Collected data
○ ○ ○ ○ ○
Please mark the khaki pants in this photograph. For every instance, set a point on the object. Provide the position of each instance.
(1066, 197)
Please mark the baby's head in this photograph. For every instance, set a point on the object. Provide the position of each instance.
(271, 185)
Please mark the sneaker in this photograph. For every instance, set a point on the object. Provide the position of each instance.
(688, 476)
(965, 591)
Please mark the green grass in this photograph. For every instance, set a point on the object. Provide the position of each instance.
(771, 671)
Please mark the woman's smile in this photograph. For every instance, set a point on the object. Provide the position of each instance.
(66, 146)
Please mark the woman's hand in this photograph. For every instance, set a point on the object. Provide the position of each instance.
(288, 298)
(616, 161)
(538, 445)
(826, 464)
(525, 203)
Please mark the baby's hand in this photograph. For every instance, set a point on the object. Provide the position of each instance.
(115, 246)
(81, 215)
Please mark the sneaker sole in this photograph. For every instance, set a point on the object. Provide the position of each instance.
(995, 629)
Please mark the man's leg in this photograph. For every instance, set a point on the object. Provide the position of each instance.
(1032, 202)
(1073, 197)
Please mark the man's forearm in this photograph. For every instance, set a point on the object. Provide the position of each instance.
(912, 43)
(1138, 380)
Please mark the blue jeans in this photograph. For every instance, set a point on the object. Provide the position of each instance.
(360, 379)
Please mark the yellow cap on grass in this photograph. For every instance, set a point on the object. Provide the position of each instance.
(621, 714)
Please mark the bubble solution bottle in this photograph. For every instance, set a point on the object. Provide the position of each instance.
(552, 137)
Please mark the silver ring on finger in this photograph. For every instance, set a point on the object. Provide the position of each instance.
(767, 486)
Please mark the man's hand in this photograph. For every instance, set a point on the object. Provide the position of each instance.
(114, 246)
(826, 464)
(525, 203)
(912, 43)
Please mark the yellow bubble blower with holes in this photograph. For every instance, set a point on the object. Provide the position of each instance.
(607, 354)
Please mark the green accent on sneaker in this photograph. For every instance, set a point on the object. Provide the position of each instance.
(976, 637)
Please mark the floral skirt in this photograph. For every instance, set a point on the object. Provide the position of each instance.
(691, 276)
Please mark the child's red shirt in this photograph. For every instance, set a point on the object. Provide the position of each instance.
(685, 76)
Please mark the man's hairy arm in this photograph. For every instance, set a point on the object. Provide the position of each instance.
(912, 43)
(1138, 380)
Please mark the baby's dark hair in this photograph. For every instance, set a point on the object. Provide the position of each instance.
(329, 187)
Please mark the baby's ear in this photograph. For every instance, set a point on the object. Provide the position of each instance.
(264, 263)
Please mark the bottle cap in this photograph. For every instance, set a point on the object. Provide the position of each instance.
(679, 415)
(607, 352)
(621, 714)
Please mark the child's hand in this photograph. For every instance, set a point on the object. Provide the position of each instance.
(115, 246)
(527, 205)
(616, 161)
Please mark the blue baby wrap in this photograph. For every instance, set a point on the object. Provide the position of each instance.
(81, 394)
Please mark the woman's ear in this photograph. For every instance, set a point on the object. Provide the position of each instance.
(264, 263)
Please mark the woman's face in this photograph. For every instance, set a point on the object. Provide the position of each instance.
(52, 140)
○ ○ ○ ○ ○
◆ What is required
Recast the lines of the listing as a numbered list, starting at the line that contains "Please mark the blue baby" and ending at the end of the listing. Skip any blank lines.

◆ Solution to this task
1. Please mark the blue baby wrap in this photograph. For every instance, set a point on the object. Provide the position of each instance.
2. (81, 394)
3. Please mark the woman's ear in this photograph. For every instance, set a point on the object. Provide the position of each instance.
4. (264, 263)
5. Please mark the woman's face in this photograph. For every instance, set a point on the object. Provide the position of each instance.
6. (52, 140)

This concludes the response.